__EXERCISE DETAILS__
Check every line below for the word "outcrop" and copy the ones that have it.

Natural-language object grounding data

======

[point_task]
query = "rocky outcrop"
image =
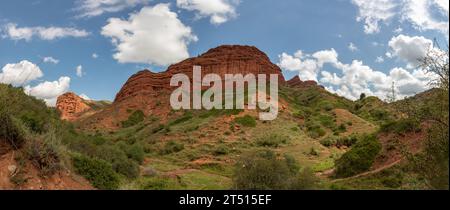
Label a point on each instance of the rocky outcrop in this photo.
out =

======

__THE ANSWER__
query = "rocky outcrop"
Label a point on each instance of the rocky outcrop in this photo.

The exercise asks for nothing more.